**Brano da leggere:**
-*-

IL PROGETTO IN COLLABORAZIONE CON L’UNIVERSITA’ DI URBINO
«Translate» richiedenti asilo
creano una app linguistica
«Transalte». È questo il nome scelto per una applicazione di traduzione linguistica. Digitando una parola nella app e scuotendo il telefonino si ottiene immediatamente la traduzione vocale. Sembra un gioco ed in effetti le affinità ludiche sono parecchie, ma la particolarità di questa innovazione è che si tratta di un progetto creato e realizzato da sei giovani richiedenti asilo in collaborazione con l’Università di Urbino, cofinanziato dalla società cooperativa bolognese Lai-momo e dal protocollo tutto marchigiano Eureka che vede in sinergia Università, Regione ed Imprese del nostro territorio. L’esperimento avviato lo scorso 26 novembre, si è concluso in questi giorni con ottimi risultati anche e soprattutto, sul fronte dell’accoglienza. Ne abbiamo parlato con il prof. Alessandro Bogliolo, docente dell’Università di Urbino e portavoce dell’Italia per la programmazione informatica nell’ambito della Eu Code Week e con Caterina Soldati dottoranda in Scienze della complessità.
Prof. Bogliolo come nasce questo progetto così particolare?
È nato tutto abbastanza casualmente. A Urbino abbiamo un dottorato di ricerca interdisciplinare che si occupa proprio di richiedenti asilo. Sentendo Caterina Soldati relazionare in merito ai suoi studi le ho voluto proporre di insegnare a programmare ai richiedenti asilo.
Perché?
Anzitutto per dare a queste persone la possibilità di impiegare proficuamente il proprio tempo ed ottenere competenze e opportunità in campo lavorativo. Inoltre mi occupo in ambito europeo di promuovere la programmazione del pensiero computazionale.
In altre parole?
Si tratta di insegnare informatica sfruttando un modo intuitivo e non mediato da altre lingue. Come qualcosa di innato che possa essere appreso come si fa con una lingua madre. Questa esperienza era interessante anche perché il gruppo dei richiedenti asilo non parlavano nessuna lingua comune. Tutti idiomi diversi tra loro. Una sfida di fronte all’insormontabile barriera linguistica.
Quanto tempo è stato necessario per arrivare in fondo?
C’è voluto relativamente poco tempo proprio perché il metodo che ho usato si basa sulla programmazione visuale cioè non parte dallo studio di un linguaggio di programmazione ma consente, come fosse un gioco, di dare istruzioni ed acquisire competenze base della programmazione.

-*-

**Righe del dataset:**
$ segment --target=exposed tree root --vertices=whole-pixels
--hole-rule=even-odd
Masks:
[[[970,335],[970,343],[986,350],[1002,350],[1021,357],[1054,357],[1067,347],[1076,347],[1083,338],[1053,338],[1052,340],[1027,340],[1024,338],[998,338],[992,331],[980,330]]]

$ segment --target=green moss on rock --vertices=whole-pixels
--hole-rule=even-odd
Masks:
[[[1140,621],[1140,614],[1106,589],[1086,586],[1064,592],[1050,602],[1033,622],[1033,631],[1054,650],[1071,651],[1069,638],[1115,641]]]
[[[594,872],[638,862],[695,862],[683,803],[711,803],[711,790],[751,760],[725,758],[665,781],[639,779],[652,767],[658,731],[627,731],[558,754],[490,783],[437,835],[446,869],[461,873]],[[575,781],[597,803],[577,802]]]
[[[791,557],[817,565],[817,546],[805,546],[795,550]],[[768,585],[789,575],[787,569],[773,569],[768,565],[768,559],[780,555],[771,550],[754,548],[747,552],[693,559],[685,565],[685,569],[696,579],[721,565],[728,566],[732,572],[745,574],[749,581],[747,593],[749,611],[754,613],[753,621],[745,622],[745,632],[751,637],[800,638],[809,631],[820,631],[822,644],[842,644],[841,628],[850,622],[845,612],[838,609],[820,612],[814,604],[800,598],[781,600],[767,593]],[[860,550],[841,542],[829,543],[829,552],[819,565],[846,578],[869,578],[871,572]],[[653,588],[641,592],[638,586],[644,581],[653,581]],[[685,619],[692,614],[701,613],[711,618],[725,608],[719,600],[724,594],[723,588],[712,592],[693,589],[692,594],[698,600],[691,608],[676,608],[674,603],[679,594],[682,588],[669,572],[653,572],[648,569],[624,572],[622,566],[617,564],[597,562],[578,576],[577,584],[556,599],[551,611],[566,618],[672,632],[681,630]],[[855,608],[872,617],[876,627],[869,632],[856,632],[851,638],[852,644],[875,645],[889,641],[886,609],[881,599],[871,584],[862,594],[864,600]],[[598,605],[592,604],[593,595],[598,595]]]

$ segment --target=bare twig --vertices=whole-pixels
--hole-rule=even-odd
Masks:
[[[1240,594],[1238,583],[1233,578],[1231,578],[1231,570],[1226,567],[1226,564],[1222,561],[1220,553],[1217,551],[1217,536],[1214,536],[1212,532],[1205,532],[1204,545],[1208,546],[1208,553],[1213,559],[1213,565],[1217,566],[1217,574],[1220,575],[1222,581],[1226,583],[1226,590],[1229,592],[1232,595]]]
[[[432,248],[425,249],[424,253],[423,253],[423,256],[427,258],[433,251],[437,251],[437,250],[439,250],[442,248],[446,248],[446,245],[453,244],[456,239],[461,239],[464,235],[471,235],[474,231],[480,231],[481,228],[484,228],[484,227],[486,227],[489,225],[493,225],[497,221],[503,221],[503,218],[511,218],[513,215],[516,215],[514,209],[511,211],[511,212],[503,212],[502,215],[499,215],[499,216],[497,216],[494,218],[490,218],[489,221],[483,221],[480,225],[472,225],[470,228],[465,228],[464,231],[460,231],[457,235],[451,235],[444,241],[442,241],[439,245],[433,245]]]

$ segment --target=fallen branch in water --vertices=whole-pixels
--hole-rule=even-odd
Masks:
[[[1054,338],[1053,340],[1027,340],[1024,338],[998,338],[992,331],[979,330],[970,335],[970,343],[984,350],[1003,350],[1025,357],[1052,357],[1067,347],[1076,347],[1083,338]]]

-*-

**Consegna:** Trascrivi alla lettera il passo dell'articolo sull'app creata dai richiedenti asilo: parti dalle parole "Si tratta di insegnare" e termina dopo "all’insormontabile barriera linguistica.". Le righe provengono da una fonte diversa dall'articolo.

**Risposta:**
Si tratta di insegnare informatica sfruttando un modo intuitivo e non mediato da altre lingue. Come qualcosa di innato che possa essere appreso come si fa con una lingua madre. Questa esperienza era interessante anche perché il gruppo dei richiedenti asilo non parlavano nessuna lingua comune. Tutti idiomi diversi tra loro. Una sfida di fronte all’insormontabile barriera linguistica.